To do> After locating the line that contains "Target: chocolate donut with white stripes", restate it and each later line word for word through the end of the records.

Provided records>
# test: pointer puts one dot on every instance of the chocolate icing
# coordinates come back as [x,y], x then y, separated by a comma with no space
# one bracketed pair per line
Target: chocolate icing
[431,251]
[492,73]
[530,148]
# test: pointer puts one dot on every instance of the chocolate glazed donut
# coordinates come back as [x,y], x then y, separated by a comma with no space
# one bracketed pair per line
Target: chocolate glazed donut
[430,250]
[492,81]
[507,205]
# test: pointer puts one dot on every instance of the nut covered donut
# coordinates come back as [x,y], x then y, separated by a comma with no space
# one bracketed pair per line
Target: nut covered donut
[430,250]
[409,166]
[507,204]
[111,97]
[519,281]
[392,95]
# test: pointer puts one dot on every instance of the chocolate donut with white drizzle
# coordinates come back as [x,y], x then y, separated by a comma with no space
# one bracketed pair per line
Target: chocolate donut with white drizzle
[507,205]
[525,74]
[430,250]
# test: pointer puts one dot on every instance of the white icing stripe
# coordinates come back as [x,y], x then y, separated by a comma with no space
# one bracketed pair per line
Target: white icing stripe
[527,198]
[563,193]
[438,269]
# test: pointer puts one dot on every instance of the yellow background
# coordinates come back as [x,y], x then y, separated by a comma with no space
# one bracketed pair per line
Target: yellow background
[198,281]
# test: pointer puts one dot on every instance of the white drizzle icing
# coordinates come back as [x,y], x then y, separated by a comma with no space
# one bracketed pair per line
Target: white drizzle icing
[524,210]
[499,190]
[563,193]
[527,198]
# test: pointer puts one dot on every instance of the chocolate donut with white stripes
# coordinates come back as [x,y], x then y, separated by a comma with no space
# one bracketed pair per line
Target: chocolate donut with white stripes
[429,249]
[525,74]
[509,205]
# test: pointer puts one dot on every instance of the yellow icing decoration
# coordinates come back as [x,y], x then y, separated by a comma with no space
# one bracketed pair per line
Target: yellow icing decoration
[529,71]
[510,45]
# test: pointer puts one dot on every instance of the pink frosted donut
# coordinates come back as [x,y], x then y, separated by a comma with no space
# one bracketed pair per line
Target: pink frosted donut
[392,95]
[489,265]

Response area>
Target: chocolate donut with white stripes
[429,249]
[525,74]
[509,205]
# test: pointer puts one dot on every instance of the yellow icing decoration
# coordinates come back as [x,y], x then y, separated by a comma with no space
# one bracketed pair per line
Target: yellow icing decoration
[529,71]
[510,45]
# test: pointer puts one dot on every instance of the pink frosted donut
# coordinates come back as [x,y], x then y, separated by a comma with no space
# one bracketed pair per line
Target: pink frosted donut
[392,95]
[489,265]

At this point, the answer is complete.